§ What is needed:
Take the line containing "the dark ceiling" and every line after it in the data below, and print them exactly as given, with nothing else.
==========
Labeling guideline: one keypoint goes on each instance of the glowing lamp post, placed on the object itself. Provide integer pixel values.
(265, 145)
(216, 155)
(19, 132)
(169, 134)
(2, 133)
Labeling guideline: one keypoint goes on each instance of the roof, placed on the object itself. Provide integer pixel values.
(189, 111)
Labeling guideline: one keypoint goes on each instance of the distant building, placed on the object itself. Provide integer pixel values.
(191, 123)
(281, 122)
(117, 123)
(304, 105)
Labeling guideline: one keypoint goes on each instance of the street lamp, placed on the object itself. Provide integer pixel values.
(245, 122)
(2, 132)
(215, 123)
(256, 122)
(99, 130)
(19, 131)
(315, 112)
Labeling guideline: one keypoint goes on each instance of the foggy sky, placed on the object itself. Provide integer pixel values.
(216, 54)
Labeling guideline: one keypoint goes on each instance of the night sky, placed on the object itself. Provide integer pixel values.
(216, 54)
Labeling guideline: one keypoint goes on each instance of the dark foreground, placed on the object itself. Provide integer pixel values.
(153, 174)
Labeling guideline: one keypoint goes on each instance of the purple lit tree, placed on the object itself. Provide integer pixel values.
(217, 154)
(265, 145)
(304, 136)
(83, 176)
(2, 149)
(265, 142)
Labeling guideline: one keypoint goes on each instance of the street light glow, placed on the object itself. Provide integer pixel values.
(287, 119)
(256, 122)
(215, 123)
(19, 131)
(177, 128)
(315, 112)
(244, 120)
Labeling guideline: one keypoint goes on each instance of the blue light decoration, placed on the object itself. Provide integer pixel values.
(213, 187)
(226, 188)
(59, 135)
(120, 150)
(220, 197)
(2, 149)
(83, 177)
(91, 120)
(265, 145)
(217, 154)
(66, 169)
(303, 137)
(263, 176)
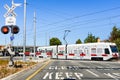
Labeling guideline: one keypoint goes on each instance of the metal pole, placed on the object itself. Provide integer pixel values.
(24, 33)
(64, 38)
(34, 33)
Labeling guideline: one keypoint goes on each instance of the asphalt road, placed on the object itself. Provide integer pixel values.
(78, 70)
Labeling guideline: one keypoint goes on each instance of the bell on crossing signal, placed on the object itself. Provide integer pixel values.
(14, 29)
(5, 30)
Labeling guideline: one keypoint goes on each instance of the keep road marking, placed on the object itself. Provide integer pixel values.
(43, 66)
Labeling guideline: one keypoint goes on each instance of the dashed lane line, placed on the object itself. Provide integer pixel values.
(36, 72)
(92, 73)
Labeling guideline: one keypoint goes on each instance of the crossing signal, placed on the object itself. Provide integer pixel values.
(15, 29)
(5, 30)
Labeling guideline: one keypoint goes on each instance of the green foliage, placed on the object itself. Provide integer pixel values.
(90, 39)
(55, 41)
(115, 36)
(78, 41)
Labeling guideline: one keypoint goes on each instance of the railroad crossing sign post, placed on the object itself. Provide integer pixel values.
(10, 22)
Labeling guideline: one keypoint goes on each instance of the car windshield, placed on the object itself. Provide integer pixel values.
(114, 48)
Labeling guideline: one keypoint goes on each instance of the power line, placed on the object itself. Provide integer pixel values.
(83, 16)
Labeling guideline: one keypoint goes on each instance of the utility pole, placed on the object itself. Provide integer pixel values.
(34, 33)
(24, 31)
(64, 38)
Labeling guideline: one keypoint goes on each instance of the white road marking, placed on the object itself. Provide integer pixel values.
(92, 73)
(59, 75)
(110, 75)
(48, 75)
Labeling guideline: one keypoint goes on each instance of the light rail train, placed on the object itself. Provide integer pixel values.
(89, 51)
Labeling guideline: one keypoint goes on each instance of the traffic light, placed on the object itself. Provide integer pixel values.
(14, 29)
(5, 30)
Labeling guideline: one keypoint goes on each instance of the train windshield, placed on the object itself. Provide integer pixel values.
(114, 49)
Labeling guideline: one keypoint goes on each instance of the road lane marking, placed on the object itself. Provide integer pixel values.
(92, 73)
(36, 72)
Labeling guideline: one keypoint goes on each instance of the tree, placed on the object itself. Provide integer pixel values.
(78, 41)
(90, 39)
(55, 41)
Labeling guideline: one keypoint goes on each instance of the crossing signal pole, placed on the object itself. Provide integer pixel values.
(10, 23)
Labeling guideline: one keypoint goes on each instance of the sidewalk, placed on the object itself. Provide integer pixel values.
(22, 75)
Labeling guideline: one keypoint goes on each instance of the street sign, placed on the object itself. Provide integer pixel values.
(10, 20)
(10, 10)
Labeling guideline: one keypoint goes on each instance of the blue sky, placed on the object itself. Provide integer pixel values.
(53, 17)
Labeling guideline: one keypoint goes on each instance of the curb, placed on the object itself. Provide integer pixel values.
(10, 77)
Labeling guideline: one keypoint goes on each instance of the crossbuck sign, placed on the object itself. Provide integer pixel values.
(10, 15)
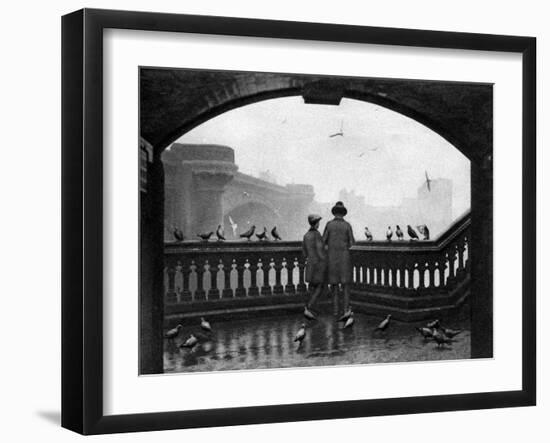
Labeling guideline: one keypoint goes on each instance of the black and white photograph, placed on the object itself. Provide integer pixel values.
(311, 221)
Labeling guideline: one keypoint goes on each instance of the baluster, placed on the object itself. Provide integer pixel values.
(289, 266)
(213, 292)
(240, 291)
(200, 293)
(266, 289)
(253, 290)
(301, 287)
(278, 266)
(227, 267)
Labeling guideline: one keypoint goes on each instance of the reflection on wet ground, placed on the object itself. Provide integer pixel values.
(268, 342)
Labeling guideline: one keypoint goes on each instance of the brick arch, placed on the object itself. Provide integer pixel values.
(174, 102)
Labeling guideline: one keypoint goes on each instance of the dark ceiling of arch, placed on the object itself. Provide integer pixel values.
(174, 101)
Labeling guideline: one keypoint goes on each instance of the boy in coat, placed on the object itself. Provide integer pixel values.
(313, 249)
(338, 238)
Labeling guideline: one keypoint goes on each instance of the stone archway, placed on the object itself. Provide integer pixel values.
(175, 101)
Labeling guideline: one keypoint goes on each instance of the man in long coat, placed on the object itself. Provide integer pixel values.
(338, 238)
(313, 249)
==========
§ Task solution:
Labeling guideline: one keypoint goes on each instance of the dark ceiling of arch, placed on the object itself. Provide integer pixel values.
(174, 101)
Labeling guideline: one keypoint goes on each instance of the boy in coat, placed on the object itself. Provide integer pixel values.
(313, 249)
(338, 238)
Labeling guideline: one keypoint goes on each instance of the stone archway, placed on the object itself. Provide integer pixel values.
(175, 101)
Labeling guideline: one keypoint goes on each instance of the man in long coat, placed on the object itself. Provide integer pixel values.
(338, 238)
(313, 249)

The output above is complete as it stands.